## What you need to do
Lay out the lines below as a Markdown table with two columns, "No." for the row number and "Line" for the line itself. Omit blank lines and pictures.

**** Dataset ****

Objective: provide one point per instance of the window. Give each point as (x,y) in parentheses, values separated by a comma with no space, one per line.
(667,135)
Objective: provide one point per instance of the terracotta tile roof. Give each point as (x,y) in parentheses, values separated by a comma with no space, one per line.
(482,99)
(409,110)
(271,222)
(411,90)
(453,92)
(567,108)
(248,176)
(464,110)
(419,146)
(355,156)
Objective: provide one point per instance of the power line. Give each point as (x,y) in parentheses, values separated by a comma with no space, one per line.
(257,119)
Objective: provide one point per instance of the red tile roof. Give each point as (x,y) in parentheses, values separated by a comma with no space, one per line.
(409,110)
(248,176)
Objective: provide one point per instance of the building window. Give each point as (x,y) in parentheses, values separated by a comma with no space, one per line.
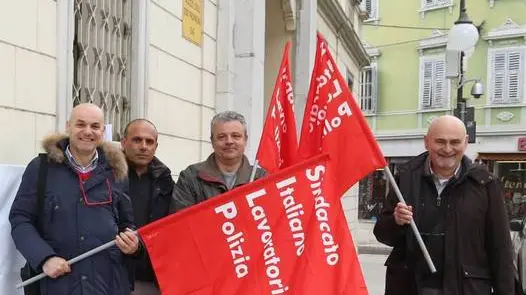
(513,177)
(433,84)
(371,7)
(350,80)
(102,53)
(368,89)
(506,75)
(374,188)
(432,4)
(371,195)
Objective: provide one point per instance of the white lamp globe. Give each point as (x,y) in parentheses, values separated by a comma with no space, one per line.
(462,37)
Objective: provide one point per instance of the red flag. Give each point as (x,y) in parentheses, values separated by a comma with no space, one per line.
(282,234)
(278,146)
(334,124)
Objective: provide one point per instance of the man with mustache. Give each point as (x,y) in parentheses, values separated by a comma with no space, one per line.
(150,190)
(458,208)
(226,168)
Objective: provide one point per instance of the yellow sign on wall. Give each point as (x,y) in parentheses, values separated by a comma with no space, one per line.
(193,21)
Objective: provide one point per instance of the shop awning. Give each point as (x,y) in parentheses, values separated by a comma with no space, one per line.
(502,156)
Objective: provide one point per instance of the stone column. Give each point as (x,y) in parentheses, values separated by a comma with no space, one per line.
(304,54)
(240,64)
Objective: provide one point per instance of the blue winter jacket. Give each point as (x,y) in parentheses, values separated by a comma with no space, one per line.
(71,226)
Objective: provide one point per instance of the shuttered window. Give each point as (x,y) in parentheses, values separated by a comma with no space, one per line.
(368,89)
(426,4)
(433,84)
(371,7)
(506,76)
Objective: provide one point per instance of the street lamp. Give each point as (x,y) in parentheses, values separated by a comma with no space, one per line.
(462,37)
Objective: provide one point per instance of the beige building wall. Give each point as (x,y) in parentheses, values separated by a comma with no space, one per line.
(180,78)
(182,83)
(347,64)
(27,77)
(276,36)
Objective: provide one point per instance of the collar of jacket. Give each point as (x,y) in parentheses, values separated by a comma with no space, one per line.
(157,168)
(56,144)
(209,171)
(468,169)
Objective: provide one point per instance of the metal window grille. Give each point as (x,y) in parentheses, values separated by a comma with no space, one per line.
(101,53)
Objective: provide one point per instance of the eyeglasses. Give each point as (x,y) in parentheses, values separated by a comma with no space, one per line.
(108,200)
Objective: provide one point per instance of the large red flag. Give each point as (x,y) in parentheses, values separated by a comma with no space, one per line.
(334,124)
(278,146)
(282,234)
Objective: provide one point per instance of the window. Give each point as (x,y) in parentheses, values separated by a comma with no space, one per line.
(371,7)
(506,75)
(368,89)
(373,189)
(513,177)
(350,80)
(371,195)
(433,84)
(430,4)
(101,54)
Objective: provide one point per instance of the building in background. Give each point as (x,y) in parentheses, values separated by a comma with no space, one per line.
(175,62)
(409,83)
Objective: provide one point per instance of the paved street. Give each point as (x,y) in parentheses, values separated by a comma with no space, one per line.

****

## The answer
| No. | Line |
|---|---|
| 1 | Objective: provide one point per instance of the window. Give each point as (x,y) in parentheses, values separated by a comma with no space, one per line. |
| 2 | (667,135) |
| 3 | Objective: provide one point per instance of the terracotta tile roof. Give each point as (x,y) in parentheses, values separated by a comma with no space, one per line. |
| 4 | (482,99) |
| 5 | (409,110) |
| 6 | (271,222) |
| 7 | (411,90) |
| 8 | (453,92) |
| 9 | (567,108) |
| 10 | (248,176) |
| 11 | (464,110) |
| 12 | (419,146) |
| 13 | (355,156) |
| 14 | Objective: provide one point per instance of the power line. Give each point as (x,y) in parentheses, values separated by a comma with no space, one per line. |
| 15 | (257,119) |
| 16 | Objective: provide one point per instance of the red tile roof. Give each point as (x,y) in parentheses, values separated by a comma with no space, one per line. |
| 17 | (409,110) |
| 18 | (248,176) |
| 19 | Objective: provide one point per instance of the building window. Give each point as (x,y) in parentheses, values separated by a comma with no space, one per line. |
| 20 | (513,177) |
| 21 | (433,84) |
| 22 | (371,7) |
| 23 | (350,80) |
| 24 | (102,53) |
| 25 | (368,89) |
| 26 | (506,75) |
| 27 | (374,188) |
| 28 | (432,4) |
| 29 | (371,195) |
| 30 | Objective: provide one point per instance of the white lamp globe. Give each point as (x,y) in parentheses, values separated by a comma with no space, one per line. |
| 31 | (462,37) |
| 32 | Objective: provide one point per instance of the red flag. Give each point as (x,y) in parentheses, values separated by a comma with no space, one per line. |
| 33 | (282,234) |
| 34 | (278,146) |
| 35 | (334,124) |
| 36 | Objective: provide one point per instance of the man with mustache. Give each point as (x,y) in parentheses, values separated by a comma with no space, one per line. |
| 37 | (150,190) |
| 38 | (458,208) |
| 39 | (226,168) |
| 40 | Objective: provide one point per instance of the yellow sign on wall. Give each point as (x,y) in parentheses, values separated by a comma with no space, one per line. |
| 41 | (193,21) |
| 42 | Objective: provide one point per instance of the shop awning. Give each point as (x,y) in parentheses, values separated by a comma with no space, one per line. |
| 43 | (502,156) |
| 44 | Objective: provide one point per instance of the stone column. Give each point as (x,y) in parentheses, values separated by a comma with no space, one per line. |
| 45 | (304,54) |
| 46 | (240,64) |
| 47 | Objective: provide one point per instance of the blue winter jacket. Give each point as (x,y) in parentheses, values separated by a comma with no space, one per line. |
| 48 | (71,226) |
| 49 | Objective: provide one point per instance of the shuttered window. Give each point as (x,y) in parentheses, values separated by a comma with no space, one per line. |
| 50 | (368,89) |
| 51 | (426,4) |
| 52 | (433,84) |
| 53 | (371,7) |
| 54 | (506,76) |
| 55 | Objective: provide one point per instance of the street lamp. Give each point as (x,y) in parentheses, values separated by a comma with no space, one per line. |
| 56 | (462,37) |
| 57 | Objective: provide one point per instance of the beige building wall. Give each point as (x,y) in parentheses, values separated by a comma with no space, one per line. |
| 58 | (180,78) |
| 59 | (182,83) |
| 60 | (347,64) |
| 61 | (27,77) |
| 62 | (276,36) |
| 63 | Objective: provide one point per instance of the collar of jacket. Give each point as (x,y) in parentheses, values separated by a comma with no space, one per line. |
| 64 | (157,168) |
| 65 | (56,144) |
| 66 | (209,171) |
| 67 | (468,169) |
| 68 | Objective: provide one point per instance of the metal window grille. Give each point as (x,y) in parentheses, values separated by a comma with no space, one per line. |
| 69 | (101,53) |
| 70 | Objective: provide one point per instance of the eyeglasses. Give each point as (x,y) in parentheses, values separated by a comma with no space, one per line. |
| 71 | (108,200) |
| 72 | Objective: provide one point per instance of the large red flag. Give each point as (x,y) in parentheses, values separated by a comma with no space, one per line. |
| 73 | (334,124) |
| 74 | (278,146) |
| 75 | (282,234) |
| 76 | Objective: provide one point per instance of the window. Give each point as (x,y) in parentheses, values separated by a comma with no space, one per line. |
| 77 | (371,7) |
| 78 | (506,75) |
| 79 | (368,89) |
| 80 | (373,189) |
| 81 | (513,177) |
| 82 | (350,80) |
| 83 | (371,195) |
| 84 | (433,84) |
| 85 | (430,4) |
| 86 | (101,54) |
| 87 | Objective: provide one point per instance of the building in background. Give each point as (x,y) in parentheses, values separated by a comma with no space, one per line. |
| 88 | (175,62) |
| 89 | (409,83) |
| 90 | Objective: provide one point per instance of the paved street. Give each point as (x,y) in parentheses, values separated by a comma with no space, one per line. |